___ Exercise data ___

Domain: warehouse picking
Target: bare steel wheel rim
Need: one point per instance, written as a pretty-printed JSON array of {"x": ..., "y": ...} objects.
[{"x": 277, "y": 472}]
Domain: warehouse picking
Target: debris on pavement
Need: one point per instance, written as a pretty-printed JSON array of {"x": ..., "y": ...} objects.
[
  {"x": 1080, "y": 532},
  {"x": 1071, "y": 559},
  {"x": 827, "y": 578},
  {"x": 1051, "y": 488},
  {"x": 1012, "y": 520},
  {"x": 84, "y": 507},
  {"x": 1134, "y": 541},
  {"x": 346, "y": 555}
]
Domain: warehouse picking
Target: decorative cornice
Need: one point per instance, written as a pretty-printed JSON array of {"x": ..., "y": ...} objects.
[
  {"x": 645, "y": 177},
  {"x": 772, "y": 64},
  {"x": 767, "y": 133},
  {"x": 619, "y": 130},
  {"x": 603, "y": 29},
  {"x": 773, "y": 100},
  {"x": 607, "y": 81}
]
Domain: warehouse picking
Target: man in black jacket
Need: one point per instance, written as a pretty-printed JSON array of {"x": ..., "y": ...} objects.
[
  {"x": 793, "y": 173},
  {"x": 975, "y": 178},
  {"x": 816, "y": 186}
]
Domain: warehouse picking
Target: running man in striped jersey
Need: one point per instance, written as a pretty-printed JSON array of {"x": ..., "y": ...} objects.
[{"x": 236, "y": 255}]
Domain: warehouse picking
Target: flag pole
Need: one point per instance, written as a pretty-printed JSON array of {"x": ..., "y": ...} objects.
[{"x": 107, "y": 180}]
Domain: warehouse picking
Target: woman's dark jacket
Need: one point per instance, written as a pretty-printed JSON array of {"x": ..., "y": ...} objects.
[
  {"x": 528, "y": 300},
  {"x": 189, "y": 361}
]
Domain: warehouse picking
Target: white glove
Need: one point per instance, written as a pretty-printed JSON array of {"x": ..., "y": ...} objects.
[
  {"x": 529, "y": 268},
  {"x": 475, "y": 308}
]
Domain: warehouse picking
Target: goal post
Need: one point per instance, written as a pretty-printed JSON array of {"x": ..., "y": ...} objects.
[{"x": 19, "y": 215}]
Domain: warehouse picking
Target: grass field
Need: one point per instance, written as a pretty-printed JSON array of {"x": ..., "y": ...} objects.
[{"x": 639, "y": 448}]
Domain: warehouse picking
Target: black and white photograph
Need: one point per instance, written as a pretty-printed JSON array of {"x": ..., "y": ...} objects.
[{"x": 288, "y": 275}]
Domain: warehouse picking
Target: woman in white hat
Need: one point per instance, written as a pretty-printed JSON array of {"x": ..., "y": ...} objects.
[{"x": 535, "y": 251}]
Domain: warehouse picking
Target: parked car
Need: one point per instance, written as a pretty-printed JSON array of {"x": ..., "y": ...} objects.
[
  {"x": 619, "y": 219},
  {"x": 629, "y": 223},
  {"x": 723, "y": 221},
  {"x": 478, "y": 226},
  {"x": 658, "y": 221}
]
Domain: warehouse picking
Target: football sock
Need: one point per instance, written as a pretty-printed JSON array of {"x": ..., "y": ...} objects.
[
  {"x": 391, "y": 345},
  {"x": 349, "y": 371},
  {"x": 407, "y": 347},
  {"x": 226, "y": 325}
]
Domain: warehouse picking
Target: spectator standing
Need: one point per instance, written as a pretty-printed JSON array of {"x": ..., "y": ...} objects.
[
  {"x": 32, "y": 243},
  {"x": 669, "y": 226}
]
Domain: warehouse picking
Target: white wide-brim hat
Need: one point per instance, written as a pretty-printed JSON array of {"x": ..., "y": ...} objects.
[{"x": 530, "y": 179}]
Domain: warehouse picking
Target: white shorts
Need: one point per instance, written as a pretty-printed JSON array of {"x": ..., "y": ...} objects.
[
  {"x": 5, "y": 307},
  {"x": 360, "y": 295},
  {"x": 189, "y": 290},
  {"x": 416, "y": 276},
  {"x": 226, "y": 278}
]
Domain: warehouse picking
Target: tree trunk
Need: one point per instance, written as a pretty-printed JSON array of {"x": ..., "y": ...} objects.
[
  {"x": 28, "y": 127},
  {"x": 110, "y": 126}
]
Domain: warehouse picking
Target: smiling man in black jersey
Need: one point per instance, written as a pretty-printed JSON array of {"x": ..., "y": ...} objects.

___

**Task prompt**: Transcribe the whole listing exactly.

**The output**:
Domain: warehouse picking
Target: bare steel wheel rim
Need: one point per instance, written as a pretty-printed JSON array of {"x": ..., "y": ...} objects.
[{"x": 277, "y": 472}]
Domain: warehouse picking
Target: debris on pavement
Need: one point per instance, written as a pretty-printed JSON array of {"x": ..., "y": ...} objects.
[
  {"x": 1080, "y": 532},
  {"x": 1071, "y": 559},
  {"x": 827, "y": 578},
  {"x": 1051, "y": 488},
  {"x": 1012, "y": 520},
  {"x": 84, "y": 507},
  {"x": 1134, "y": 541},
  {"x": 346, "y": 555}
]
Domain: warehouse picking
Target: decorative cornice
Need: one point per instance, written as a pretty-printed JSON array of {"x": ..., "y": ...} objects.
[
  {"x": 645, "y": 177},
  {"x": 772, "y": 64},
  {"x": 767, "y": 133},
  {"x": 619, "y": 130},
  {"x": 603, "y": 29},
  {"x": 773, "y": 100},
  {"x": 607, "y": 81}
]
Domain: warehouse picking
Target: man in black jacket
Need: one point per instance, written as a pretty-printed JSON array of {"x": ..., "y": ...} objects.
[
  {"x": 793, "y": 173},
  {"x": 975, "y": 178},
  {"x": 816, "y": 186}
]
Domain: warehouse picking
Target: running man in striped jersey
Need: one point per instance, written as a pretty-printed JSON array of {"x": ..., "y": ...} objects.
[{"x": 236, "y": 255}]
Domain: warehouse picking
Target: flag pole
Need: one point per instance, written as a pretty-printed JSON array of {"x": ..., "y": ...} objects.
[{"x": 107, "y": 180}]
Domain: warehouse picking
Target: woman's dark jacket
Need: one point per instance, written as a pretty-printed JSON array of {"x": ..., "y": ...} objects.
[
  {"x": 528, "y": 300},
  {"x": 189, "y": 361}
]
Domain: warehouse picking
Target: white glove
Need: one point per instance, written as a pretty-printed JSON array of {"x": ..., "y": ...} objects.
[
  {"x": 529, "y": 268},
  {"x": 475, "y": 308}
]
Domain: warehouse picking
Target: goal post
Need: one point per instance, written as a pretty-printed JSON array of {"x": ..., "y": ...} objects.
[{"x": 19, "y": 215}]
Domain: warehouse picking
Target: grass field
Need: one point per instance, written as a pretty-printed JSON array of {"x": ..., "y": ...} objects.
[{"x": 639, "y": 448}]
Domain: warehouse picking
Target: black and white photograph
Need: one point per instance, written as a pretty-printed JSON array of {"x": ..., "y": ...} objects.
[{"x": 288, "y": 275}]
Domain: warehouse picking
Target: woman in white hat
Need: one point per instance, written as a pretty-printed JSON array of {"x": ..., "y": ...} objects.
[{"x": 535, "y": 251}]
Domain: warehouse picking
Target: parked car
Need: one point per instance, written as a pretty-printed JSON array of {"x": ..., "y": ...} objects.
[
  {"x": 619, "y": 219},
  {"x": 629, "y": 223},
  {"x": 723, "y": 221},
  {"x": 478, "y": 226},
  {"x": 658, "y": 221}
]
Domain: warehouse picking
Target: football sock
Need: one point per instance, written as a pretty-printed JSON array of {"x": ..., "y": ...} objects.
[
  {"x": 391, "y": 345},
  {"x": 349, "y": 371},
  {"x": 407, "y": 347},
  {"x": 226, "y": 325}
]
Domain: warehouse picking
Target: spectator standing
Need: one point per instance, written as a pretty-printed JSON array of {"x": ..., "y": ...} objects.
[
  {"x": 32, "y": 243},
  {"x": 669, "y": 226}
]
Domain: warehouse picking
Target: white wide-brim hat
Need: one point per instance, written as a pretty-printed JSON array of {"x": ..., "y": ...} objects.
[{"x": 530, "y": 179}]
Domain: warehouse picking
Target: white shorts
Need: one point per instance, written as a pretty-printed JSON array of {"x": ..., "y": ...} objects.
[
  {"x": 5, "y": 307},
  {"x": 360, "y": 295},
  {"x": 189, "y": 290},
  {"x": 416, "y": 276},
  {"x": 226, "y": 278}
]
Domain: warehouse picking
Target: tree trunk
Need: one point per instance, written as a pretty-printed JSON array of {"x": ..., "y": ...} objects.
[
  {"x": 28, "y": 127},
  {"x": 110, "y": 126}
]
Domain: warehouse picking
Target: smiling man in black jersey
Need: one point per instance, written as a pretty-printed JSON array of {"x": ..., "y": ...} objects.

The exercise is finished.